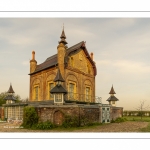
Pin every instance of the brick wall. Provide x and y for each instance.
(57, 114)
(116, 112)
(85, 114)
(1, 113)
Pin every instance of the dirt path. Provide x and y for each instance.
(112, 127)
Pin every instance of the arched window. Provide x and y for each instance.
(51, 86)
(71, 62)
(88, 69)
(36, 92)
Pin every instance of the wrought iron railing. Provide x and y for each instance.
(82, 98)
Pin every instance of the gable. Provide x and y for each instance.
(79, 61)
(52, 61)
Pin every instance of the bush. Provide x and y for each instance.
(70, 121)
(44, 125)
(30, 117)
(118, 120)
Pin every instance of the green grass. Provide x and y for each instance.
(147, 129)
(137, 118)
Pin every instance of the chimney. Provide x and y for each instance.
(91, 55)
(33, 55)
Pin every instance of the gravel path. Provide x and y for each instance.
(112, 127)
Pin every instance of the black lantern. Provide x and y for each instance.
(58, 91)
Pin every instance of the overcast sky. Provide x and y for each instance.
(121, 50)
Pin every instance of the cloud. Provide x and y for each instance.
(25, 63)
(125, 66)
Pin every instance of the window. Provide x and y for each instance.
(71, 62)
(51, 86)
(58, 98)
(88, 69)
(36, 92)
(87, 93)
(113, 102)
(72, 90)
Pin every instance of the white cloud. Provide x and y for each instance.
(25, 63)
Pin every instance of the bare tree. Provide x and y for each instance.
(141, 107)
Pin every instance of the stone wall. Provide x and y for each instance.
(84, 113)
(1, 113)
(57, 114)
(116, 112)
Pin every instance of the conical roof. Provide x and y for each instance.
(63, 37)
(112, 98)
(58, 89)
(10, 89)
(59, 77)
(112, 90)
(63, 34)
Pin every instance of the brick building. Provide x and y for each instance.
(74, 96)
(77, 69)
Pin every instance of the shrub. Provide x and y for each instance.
(44, 125)
(70, 121)
(30, 117)
(118, 120)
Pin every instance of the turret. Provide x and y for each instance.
(61, 50)
(112, 99)
(10, 98)
(33, 63)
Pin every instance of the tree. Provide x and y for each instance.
(141, 107)
(4, 94)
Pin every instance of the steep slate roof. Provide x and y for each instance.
(59, 77)
(10, 89)
(112, 91)
(112, 98)
(58, 89)
(10, 97)
(52, 61)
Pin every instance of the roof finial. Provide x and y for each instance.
(112, 91)
(63, 36)
(10, 89)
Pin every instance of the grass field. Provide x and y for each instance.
(138, 118)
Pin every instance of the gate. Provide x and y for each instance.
(105, 114)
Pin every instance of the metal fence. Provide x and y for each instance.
(82, 98)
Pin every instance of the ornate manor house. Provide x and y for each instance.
(64, 85)
(76, 67)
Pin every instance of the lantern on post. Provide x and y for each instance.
(58, 91)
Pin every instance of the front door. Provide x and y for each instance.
(105, 115)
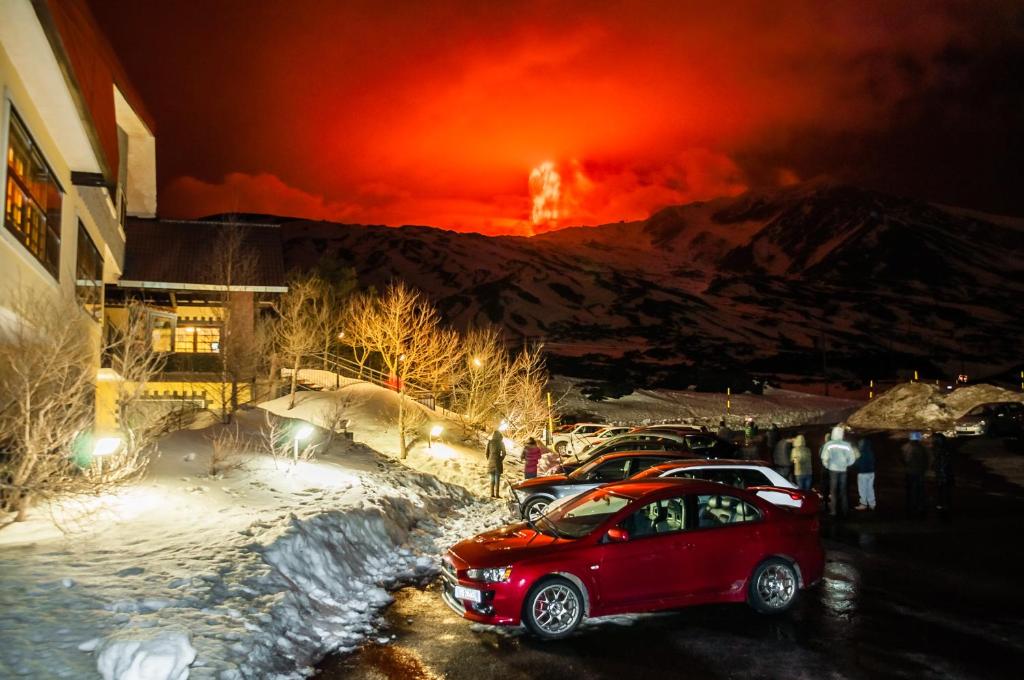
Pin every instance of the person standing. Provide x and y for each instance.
(782, 456)
(724, 432)
(915, 466)
(496, 462)
(837, 457)
(801, 457)
(531, 457)
(942, 463)
(865, 475)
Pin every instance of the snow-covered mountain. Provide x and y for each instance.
(760, 282)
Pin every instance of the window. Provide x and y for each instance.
(664, 516)
(32, 207)
(197, 339)
(721, 510)
(89, 274)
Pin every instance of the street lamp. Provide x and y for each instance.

■ ■ ■ ■ ■

- _WRITTEN REQUEST_
Starting at the line that contains "Pin every instance of the turret.", extract each line through the last line of the material exactly as written, and include no pictures.

- _SOLUTION TO THE PROBLEM_
Pin every instance of the turret. Provide x and y for each instance.
(61, 50)
(112, 99)
(10, 98)
(33, 63)
Pin every instance of the tree. Provide x and y for each instance.
(141, 107)
(4, 94)
Pin every instance of the steep slate roof. Provide x and y for each instance.
(59, 77)
(10, 89)
(112, 91)
(112, 98)
(58, 89)
(10, 97)
(52, 61)
Pin every instance of the roof finial. Provide x and y for each instance.
(112, 91)
(63, 36)
(10, 89)
Pin every instance of the grass field. Provide x and y for each instance.
(138, 118)
Pin every instance of the gate. Provide x and y for each instance.
(105, 114)
Pin every instance of the metal fence. Provide x and y for each instance.
(82, 98)
Pin every instance of the ornate manor house. Provide x and y for each instance.
(64, 85)
(76, 67)
Pin every instance of the lantern on post. Provide x and y for each instance.
(58, 91)
Pin every instance of the front door. Provide x and y for each instance.
(105, 115)
Pin every instance of the person standing. Provide x and y for each instance.
(782, 456)
(724, 432)
(915, 466)
(496, 462)
(837, 457)
(801, 457)
(531, 457)
(942, 463)
(865, 475)
Pin every instance of the snow-covered mountain. Provide x and y for each instance.
(760, 282)
Pin every instance of the window. Provide x and y for each instance.
(664, 516)
(32, 207)
(197, 339)
(721, 510)
(89, 274)
Pin every instance of the street lamp. Provide x and y for each instance.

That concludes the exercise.